- _Podane informacje_
+---+

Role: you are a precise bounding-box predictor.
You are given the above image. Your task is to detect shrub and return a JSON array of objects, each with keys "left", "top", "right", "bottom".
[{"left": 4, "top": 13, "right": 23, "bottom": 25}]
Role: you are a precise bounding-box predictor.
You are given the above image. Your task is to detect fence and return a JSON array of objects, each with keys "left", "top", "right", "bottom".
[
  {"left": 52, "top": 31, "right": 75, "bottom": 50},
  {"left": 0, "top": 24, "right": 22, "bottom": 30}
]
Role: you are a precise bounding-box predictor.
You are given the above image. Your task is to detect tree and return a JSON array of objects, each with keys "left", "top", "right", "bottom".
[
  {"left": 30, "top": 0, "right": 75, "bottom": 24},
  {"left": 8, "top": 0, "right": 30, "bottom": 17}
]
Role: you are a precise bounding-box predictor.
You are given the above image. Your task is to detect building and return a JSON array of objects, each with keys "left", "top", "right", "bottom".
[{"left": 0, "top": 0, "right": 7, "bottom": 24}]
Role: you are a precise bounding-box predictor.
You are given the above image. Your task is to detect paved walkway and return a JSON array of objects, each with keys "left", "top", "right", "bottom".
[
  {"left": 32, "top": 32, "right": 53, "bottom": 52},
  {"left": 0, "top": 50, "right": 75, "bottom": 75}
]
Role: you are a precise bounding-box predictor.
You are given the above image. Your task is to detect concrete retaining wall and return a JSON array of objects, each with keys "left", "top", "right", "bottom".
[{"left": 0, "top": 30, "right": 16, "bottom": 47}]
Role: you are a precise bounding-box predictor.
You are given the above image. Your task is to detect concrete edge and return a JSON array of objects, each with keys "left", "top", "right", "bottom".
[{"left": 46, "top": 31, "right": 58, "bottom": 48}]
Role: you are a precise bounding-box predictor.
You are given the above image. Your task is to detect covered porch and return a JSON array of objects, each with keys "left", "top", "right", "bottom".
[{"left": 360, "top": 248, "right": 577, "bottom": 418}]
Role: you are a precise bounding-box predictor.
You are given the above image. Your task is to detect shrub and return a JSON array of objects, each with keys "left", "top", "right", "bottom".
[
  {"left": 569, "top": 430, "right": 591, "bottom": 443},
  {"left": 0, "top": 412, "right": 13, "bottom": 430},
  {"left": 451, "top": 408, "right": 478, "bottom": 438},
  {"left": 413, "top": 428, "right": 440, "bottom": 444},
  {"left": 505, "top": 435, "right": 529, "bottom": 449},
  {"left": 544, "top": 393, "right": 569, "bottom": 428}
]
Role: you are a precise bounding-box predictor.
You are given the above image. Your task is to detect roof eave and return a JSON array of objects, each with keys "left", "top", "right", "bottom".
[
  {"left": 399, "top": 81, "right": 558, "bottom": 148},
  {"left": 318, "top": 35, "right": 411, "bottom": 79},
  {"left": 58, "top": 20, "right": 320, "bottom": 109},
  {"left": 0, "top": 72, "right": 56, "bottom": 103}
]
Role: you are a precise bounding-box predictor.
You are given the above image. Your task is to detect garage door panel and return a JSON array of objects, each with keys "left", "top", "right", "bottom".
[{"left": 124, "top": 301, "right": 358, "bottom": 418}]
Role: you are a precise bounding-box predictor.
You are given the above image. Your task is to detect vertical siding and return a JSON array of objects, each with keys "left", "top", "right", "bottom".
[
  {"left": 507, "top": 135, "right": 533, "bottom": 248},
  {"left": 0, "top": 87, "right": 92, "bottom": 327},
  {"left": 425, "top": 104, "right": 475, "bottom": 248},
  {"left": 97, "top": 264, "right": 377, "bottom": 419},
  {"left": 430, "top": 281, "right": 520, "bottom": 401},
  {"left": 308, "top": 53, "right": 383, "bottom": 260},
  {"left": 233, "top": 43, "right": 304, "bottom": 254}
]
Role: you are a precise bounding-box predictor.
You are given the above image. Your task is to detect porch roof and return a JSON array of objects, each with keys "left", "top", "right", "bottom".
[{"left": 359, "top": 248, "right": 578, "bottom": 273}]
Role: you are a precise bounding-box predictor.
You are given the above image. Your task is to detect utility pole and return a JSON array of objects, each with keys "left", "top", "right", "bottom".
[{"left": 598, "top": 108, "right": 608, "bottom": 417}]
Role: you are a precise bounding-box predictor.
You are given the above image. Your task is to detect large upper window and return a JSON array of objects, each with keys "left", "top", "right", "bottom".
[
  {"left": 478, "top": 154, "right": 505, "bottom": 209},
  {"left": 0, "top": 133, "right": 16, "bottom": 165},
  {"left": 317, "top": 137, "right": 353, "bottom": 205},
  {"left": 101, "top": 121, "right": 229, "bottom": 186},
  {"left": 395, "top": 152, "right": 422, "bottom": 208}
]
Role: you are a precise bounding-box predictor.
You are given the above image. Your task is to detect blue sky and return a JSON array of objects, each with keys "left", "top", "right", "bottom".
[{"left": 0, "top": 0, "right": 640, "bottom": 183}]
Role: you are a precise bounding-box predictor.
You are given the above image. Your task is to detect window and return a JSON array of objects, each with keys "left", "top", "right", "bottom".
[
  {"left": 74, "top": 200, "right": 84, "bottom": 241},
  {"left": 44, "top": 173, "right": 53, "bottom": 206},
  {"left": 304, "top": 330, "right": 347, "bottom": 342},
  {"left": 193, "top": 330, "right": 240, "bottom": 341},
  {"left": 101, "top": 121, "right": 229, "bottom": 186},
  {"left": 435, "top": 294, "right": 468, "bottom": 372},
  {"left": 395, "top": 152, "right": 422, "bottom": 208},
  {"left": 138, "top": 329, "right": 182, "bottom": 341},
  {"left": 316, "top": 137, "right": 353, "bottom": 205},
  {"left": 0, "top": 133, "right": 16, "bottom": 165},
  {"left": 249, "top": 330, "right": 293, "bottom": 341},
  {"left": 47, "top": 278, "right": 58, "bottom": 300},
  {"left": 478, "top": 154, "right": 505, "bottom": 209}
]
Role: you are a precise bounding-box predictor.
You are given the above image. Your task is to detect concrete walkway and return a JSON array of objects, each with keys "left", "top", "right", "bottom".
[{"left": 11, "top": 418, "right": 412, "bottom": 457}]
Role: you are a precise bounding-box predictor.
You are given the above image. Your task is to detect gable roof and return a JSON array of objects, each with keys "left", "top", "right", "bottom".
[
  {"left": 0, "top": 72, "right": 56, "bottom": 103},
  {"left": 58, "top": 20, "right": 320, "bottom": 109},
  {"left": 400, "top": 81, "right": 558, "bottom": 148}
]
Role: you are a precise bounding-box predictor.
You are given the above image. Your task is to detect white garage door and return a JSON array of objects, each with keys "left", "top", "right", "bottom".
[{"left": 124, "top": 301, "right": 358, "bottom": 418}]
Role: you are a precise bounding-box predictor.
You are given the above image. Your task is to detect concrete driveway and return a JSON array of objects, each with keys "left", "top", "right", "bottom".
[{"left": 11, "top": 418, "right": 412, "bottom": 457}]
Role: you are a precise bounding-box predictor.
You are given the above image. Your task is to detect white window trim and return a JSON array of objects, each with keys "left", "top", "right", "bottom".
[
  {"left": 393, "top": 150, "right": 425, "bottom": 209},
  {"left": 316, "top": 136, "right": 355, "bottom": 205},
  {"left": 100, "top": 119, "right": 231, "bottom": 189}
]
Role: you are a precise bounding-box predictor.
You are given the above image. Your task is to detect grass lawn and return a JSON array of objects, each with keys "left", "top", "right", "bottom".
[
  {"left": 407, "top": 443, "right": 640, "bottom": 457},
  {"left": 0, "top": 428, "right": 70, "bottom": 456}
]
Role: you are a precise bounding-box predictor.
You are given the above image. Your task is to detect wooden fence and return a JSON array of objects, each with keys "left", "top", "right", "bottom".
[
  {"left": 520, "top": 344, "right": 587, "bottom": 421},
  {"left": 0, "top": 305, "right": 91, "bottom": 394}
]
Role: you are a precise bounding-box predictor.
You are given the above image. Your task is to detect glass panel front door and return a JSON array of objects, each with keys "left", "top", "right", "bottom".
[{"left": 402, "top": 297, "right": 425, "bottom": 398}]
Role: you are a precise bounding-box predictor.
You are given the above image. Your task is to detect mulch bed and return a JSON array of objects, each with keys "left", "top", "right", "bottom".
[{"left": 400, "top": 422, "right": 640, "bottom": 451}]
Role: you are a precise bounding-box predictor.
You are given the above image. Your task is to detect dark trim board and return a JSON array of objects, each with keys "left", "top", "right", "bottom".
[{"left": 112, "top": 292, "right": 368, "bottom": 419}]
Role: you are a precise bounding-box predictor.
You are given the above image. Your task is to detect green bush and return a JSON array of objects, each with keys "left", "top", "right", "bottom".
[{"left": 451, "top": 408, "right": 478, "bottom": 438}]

+---+

Pokaż, proszę, w całości każdy wiersz powyżej, w którym występuje słowo „door”. Wielkość liter ma znaczenie.

- _Wynik_
You are given the above image. Your task is to detect garage door panel and return a JSON array of objects, each with keys "left", "top", "right", "bottom".
You are given the above image. Your task is to detect white garage door and return a JSON array of objects, each with keys "left", "top", "right", "bottom".
You are given the above image. Your task is to detect glass panel front door and return a JSON array of objects, each with keys "left", "top", "right", "bottom".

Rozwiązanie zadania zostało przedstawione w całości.